- WORK INSTRUCTION -
Set down the entries exactly. No line may differ from its source.

Stored data entries:
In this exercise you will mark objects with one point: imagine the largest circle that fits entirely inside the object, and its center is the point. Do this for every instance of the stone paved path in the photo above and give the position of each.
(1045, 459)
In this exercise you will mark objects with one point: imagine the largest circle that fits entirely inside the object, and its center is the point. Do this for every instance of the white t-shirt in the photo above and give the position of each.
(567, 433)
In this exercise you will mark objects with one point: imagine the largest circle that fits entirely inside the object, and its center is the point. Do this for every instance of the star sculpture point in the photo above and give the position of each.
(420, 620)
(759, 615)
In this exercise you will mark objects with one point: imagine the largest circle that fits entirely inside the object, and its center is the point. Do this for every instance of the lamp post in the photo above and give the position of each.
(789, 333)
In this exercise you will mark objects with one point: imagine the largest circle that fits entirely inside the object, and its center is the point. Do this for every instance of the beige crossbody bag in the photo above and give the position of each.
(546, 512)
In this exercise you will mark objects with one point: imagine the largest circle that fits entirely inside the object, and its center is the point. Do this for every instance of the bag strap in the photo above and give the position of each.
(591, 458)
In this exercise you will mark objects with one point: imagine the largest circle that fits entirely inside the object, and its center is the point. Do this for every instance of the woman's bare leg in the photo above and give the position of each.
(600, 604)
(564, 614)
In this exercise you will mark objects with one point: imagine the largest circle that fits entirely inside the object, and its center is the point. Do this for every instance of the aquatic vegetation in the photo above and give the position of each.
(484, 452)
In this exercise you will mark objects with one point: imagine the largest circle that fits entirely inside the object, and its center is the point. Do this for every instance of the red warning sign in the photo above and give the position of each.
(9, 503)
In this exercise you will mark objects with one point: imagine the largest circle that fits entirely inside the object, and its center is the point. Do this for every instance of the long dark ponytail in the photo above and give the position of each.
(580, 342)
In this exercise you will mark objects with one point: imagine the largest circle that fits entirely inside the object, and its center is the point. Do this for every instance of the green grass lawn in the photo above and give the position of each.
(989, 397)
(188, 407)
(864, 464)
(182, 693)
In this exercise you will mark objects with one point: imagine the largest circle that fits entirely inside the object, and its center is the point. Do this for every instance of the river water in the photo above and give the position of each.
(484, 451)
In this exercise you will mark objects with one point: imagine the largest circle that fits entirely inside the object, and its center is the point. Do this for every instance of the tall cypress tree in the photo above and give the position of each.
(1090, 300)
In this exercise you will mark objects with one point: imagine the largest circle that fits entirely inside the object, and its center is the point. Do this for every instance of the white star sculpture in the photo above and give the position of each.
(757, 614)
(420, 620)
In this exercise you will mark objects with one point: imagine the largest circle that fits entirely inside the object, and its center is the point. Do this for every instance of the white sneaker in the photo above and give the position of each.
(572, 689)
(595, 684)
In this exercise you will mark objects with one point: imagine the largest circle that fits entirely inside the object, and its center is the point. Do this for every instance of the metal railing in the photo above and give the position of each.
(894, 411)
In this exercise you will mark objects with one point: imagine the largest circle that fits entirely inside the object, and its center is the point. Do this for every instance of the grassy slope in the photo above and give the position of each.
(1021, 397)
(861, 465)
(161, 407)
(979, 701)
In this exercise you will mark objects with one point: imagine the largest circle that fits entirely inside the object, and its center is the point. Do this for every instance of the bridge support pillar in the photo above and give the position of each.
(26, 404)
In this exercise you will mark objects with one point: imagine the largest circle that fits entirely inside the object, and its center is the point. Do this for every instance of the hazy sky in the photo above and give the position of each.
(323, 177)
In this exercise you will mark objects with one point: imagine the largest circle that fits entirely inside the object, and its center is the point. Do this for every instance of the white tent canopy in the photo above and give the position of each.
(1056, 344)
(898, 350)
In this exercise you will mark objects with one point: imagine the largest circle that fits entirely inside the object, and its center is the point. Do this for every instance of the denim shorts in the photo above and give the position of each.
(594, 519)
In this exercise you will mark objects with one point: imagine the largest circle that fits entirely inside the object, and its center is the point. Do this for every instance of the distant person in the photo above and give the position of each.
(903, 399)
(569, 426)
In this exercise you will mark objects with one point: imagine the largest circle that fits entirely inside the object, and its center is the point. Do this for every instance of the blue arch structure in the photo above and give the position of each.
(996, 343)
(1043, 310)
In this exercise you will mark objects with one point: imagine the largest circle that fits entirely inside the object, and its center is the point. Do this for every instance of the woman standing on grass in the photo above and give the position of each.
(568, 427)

- EXERCISE RESPONSE -
In this exercise you will mark objects with one point: imagine the largest circle that fits entirely inside the object, and its center is the point. Do this for every instance of the stone paved path in the photo above and give the position of each.
(1045, 459)
In this exercise you will mark objects with one point: imagine the largest circle that fits entirely inside the object, and its center is the point. Do this for every instance of the white t-shirt in the photo above and give the position of each.
(567, 433)
In this exercise you will mark objects with one point: imagine the largest circle that fits entirely inside the object, and its center is the point. Do this for every instance of the star sculpture point in the photo above and give the position of each.
(420, 620)
(759, 615)
In this exercise you will mark objects with one point: imagine the largest circle that fits entirely inside the object, and its center is the point. Do this for every instance of the lamp post in the photo above and give the position of each.
(789, 333)
In this exercise you will mark objects with one point: imagine the largest circle that fits entirely inside the object, and its center is the point. Do this for every instance of the beige crossbody bag in the photo above and give the position of each.
(546, 512)
In this exercise you will mark objects with one point: imagine the largest circle that fits entirely inside the object, and its center is the point. Do this for every instance of the bag strap in the photo above and give the position of each.
(591, 458)
In this exercise you will mark objects with one point: imagine the largest circle that fits entirely inside the object, and its center is the point. Do this for every instance of the woman's bare leg in the photo above and give the position of each.
(600, 604)
(564, 614)
In this exercise you will mark objects with one point: imagine the largest circle that fits entirely inside the object, and its center is the point. Do this for every instance of the aquatic vegetation in the photo above and give the position of each.
(484, 452)
In this exercise you will mark objects with one point: imagine the largest circle that fits entirely inside the object, and its center is the point. Do this for every instance of the red warning sign in the photo above and give the position of each.
(9, 503)
In this exercise you will mark objects with one point: imagine the largest circle that fits entirely inside the object, and its center is the point. Do this for every instance of the long dark ponytail in the photo above and give the position of each.
(580, 342)
In this exercise you will mark objects with one point: imagine the largest circle that fits entirely inside the object, and its center is the point. Do this for every instance of the green grass lawn in the photo above and give the position of each.
(989, 397)
(188, 407)
(864, 464)
(182, 693)
In this exercise you will mark objects with one point: imagine the largest circle that fits entirely inside the object, and its center is the point. Do this for every instance of the river water in the photo above and give the position of each.
(484, 451)
In this exercise you will mark objects with one point: imagine the largest circle that fits entirely inside the object, and its center is the point. Do this for every instance of the tall cypress tree in the photo above and give the position of each.
(1090, 300)
In this exercise you will mark objects with one point: imagine the largest circle that fits entirely inside the object, and its center is the point. Do this for every instance of the white star sculpture in the photo above and give the position of each.
(757, 614)
(420, 620)
In this exercise you will mark objects with one point: imagine the largest circle that fits entirely inside the object, and its center is the point. Do this for every instance of the white sneaker in the photo above and give the position of each.
(572, 689)
(595, 684)
In this exercise you will mark objects with one point: imagine the largest circle that fits entirely inside the object, and its center is the point. Do this for every instance of the metal railing in the photo above and give the position of each.
(894, 411)
In this exercise you will mark objects with one point: imagine the largest circle that fits entirely inside the object, and its center is the point. Do this for every instance of the grassy slope in the photo above and give the position of each.
(1021, 397)
(861, 465)
(161, 407)
(979, 701)
In this exercise you will mark objects with one point: imagine the largest circle that fits entirely inside the object, and its center is the point. Do this for every instance of the bridge support pillar in the photo above and give the position of each.
(26, 404)
In this exercise you will mark objects with one point: imagine the largest circle that fits entirely inside the object, and its center is the point. Do this for every instance of the hazy sky in the photo above and give the position of each.
(323, 177)
In this exercise you will mark objects with one point: imagine the largest circle that fits entirely inside the object, and its center is the point. Do this for every instance of the white tent canopy in the photo above and give the position of each.
(1056, 344)
(898, 350)
In this exercise you will mark objects with one point: imagine the largest circle that fits entirely inside the object, and its center is the point. Do this for every instance of the denim shorts in the photo above and give the position of each.
(594, 519)
In this exercise you will mark objects with one point: imagine the largest circle that fits entirely inside the object, and its center is the point. Do this for every instance of the distant person in the photo above and give the position of each.
(903, 399)
(569, 426)
In this exercise you will mark objects with one point: imagine the largest circle that fits entirely inside the object, and its center is the point. Do this for every instance of the blue arch structure in the photo above and give the position of each.
(996, 343)
(1043, 310)
In this exercise you will mark objects with one point: imagine the largest circle that fits entirely inside the object, and its center is the point. Do this for every instance of the woman standing on grass in the photo above and give the position of each.
(568, 427)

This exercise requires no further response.